Set out the records below as a numbered list, dropping any blank lines.

• Excerpted data:
= = = = =

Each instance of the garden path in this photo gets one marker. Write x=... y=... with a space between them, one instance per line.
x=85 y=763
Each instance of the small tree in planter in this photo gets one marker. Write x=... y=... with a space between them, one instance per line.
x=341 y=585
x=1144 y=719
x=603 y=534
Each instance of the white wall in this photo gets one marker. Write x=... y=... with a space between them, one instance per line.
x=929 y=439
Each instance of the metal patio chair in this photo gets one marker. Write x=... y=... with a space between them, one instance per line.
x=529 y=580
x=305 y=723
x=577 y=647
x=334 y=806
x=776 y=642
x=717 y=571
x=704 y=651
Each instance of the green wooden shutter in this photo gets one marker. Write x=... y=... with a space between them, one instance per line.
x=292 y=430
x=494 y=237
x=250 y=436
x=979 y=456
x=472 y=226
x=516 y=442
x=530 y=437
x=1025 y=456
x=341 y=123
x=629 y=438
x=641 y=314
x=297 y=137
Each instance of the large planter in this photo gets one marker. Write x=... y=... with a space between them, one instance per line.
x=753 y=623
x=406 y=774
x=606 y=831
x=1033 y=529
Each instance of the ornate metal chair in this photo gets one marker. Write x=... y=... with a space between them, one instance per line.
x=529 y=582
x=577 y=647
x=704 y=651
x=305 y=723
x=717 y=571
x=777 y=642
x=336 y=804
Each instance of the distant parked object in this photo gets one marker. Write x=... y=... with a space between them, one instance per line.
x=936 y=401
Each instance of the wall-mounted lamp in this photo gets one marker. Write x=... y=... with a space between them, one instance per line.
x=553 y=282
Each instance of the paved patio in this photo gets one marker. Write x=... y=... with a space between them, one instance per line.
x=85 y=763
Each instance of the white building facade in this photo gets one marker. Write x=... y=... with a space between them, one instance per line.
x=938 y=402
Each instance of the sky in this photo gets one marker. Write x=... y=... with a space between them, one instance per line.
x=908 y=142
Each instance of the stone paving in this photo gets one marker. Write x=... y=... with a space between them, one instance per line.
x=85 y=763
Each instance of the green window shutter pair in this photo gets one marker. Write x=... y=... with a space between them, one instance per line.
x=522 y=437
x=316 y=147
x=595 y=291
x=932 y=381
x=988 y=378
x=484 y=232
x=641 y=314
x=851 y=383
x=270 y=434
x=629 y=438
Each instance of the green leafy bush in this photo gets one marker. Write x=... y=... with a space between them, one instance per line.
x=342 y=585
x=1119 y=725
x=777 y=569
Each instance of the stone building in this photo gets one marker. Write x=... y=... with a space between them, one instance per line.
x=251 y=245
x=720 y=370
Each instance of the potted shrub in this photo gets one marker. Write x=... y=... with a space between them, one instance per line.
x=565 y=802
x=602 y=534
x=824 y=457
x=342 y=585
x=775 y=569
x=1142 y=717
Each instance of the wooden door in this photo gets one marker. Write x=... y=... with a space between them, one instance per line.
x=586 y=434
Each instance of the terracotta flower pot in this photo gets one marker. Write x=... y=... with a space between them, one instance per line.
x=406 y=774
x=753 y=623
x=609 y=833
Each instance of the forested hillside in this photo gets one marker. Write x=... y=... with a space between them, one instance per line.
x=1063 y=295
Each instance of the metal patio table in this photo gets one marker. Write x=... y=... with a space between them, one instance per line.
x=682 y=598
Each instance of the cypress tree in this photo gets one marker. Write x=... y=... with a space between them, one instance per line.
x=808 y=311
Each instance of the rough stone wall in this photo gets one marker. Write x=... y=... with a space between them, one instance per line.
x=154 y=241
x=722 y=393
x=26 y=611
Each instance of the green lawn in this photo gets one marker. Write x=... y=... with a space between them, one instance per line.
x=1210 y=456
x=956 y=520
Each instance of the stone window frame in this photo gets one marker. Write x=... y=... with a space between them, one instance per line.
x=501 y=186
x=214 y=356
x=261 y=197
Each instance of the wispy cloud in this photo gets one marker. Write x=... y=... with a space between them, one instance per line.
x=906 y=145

= = = = =

• Result of the exercise:
1. Each instance of the garden path in this photo gets one marker. Write x=... y=... with a space between them, one instance per line.
2. x=85 y=763
3. Each instance of the small tree in planter in this photo gets one marker. Write x=... y=... with a space between them, one instance per line.
4. x=341 y=585
5. x=1144 y=719
6. x=603 y=534
7. Each instance of the white wall in this photo gets one marker. Write x=... y=... with a space between them, one instance per line.
8. x=929 y=439
9. Each instance of the metal patio chair in this photo gets one marker. Write x=... y=... with a space between them, one instance per line.
10. x=529 y=580
11. x=305 y=723
12. x=577 y=647
13. x=334 y=806
14. x=776 y=642
15. x=717 y=571
16. x=704 y=651
17. Each instance of the green wooden shutter in this photo gets one marker. Write x=... y=... with a space between them, one instance per line.
18. x=292 y=430
19. x=494 y=237
20. x=250 y=436
21. x=979 y=456
22. x=472 y=226
23. x=516 y=442
24. x=530 y=437
25. x=1025 y=456
26. x=341 y=123
27. x=629 y=438
28. x=641 y=314
29. x=297 y=137
30. Each instance of the large planter in this photo gets one marker. Write x=... y=... with a space between them, one instance per line.
31. x=753 y=623
32. x=406 y=774
33. x=606 y=831
34. x=1033 y=529
35. Each instance of the ornate metal chair in this photo gets one marker. Write x=... y=... with a space between them, one instance per line.
36. x=529 y=582
37. x=577 y=647
38. x=704 y=651
39. x=305 y=723
40. x=717 y=571
41. x=777 y=642
42. x=336 y=804
43. Each instance of the distant parked object in this photo gets one marker. Write x=... y=... with a space between them, one instance per line.
44. x=936 y=401
45. Each instance of the wall-mounted lamp in this photo gets one marker. Write x=... y=... with a space between them, one instance per line.
46. x=553 y=282
47. Each instance of the paved patio in this photo gets one marker. Write x=... y=... with a space between them, one instance per line.
48. x=85 y=763
49. Each instance of the white building facade in this photo gets one marker. Write x=... y=... with a space between them, one instance per line.
50. x=938 y=402
51. Each instance of the sky in this photo gets one marker. Write x=... y=... with a space between them, one instance per line.
52. x=908 y=142
53. Each instance of the stone paving in this photo gets one marker. Write x=... y=... with a space between them, one instance per line.
54. x=85 y=763
55. Each instance of the green window shutter pair in this photo gets one marker. Write x=... y=... with a space between them, one instance per line.
56. x=522 y=437
57. x=316 y=147
58. x=595 y=291
59. x=932 y=381
60. x=988 y=378
61. x=484 y=232
62. x=641 y=314
63. x=851 y=383
64. x=270 y=434
65. x=629 y=438
66. Each instance of the green leafy bush in this photo gets one marker. Write x=... y=... with a space between them, one instance per line.
67. x=342 y=585
68. x=1119 y=725
69. x=777 y=569
70. Each instance of the stone building in this photo gets one marker. Write x=... y=... with a space between them, one instance per line.
71. x=251 y=245
72. x=720 y=370
73. Each instance of the potted shrub in this photo gets one marker. Write x=... y=... with a space between them, one instance per line.
74. x=565 y=802
75. x=602 y=534
76. x=824 y=457
77. x=342 y=585
78. x=775 y=569
79. x=1142 y=717
80. Each instance of the wooden door in this photo gets one marker. Write x=... y=... with a space between them, one instance per line.
81. x=586 y=434
82. Each instance of the terracotta flower pot in this photo gets one marker. Write x=... y=... with a space between them, one instance per line.
83. x=406 y=774
84. x=753 y=623
85. x=609 y=833
86. Each instance of the forested hillside in this photo gets one marker. Write x=... y=... with a space between them, one instance per line.
87. x=1063 y=295
88. Each instance of the metal patio table in this photo gets one marker. Write x=... y=... with a space between them, one instance per line.
89. x=682 y=598
90. Each instance of the cypress tree in this photo gets one marker. Write x=... y=... with a space between them, one instance per line.
91. x=808 y=311
92. Each instance of the rough stone wall in this photo gets one marker. Write x=... y=... with a space between them, one instance per line.
93. x=154 y=241
94. x=722 y=393
95. x=26 y=611
96. Each instance of the green lawn in this photo gets one marker. Write x=... y=... with a space between them, one instance per line.
97. x=1210 y=456
98. x=956 y=520
99. Each instance of the stone window frame in this photo gets one marker. Write x=... y=... with a space between them, one instance per line.
100. x=501 y=186
101. x=214 y=356
102. x=261 y=197
103. Each instance of the wispy cloud in this photo gets one marker. Write x=... y=... with a space between them, one instance per line.
104. x=906 y=145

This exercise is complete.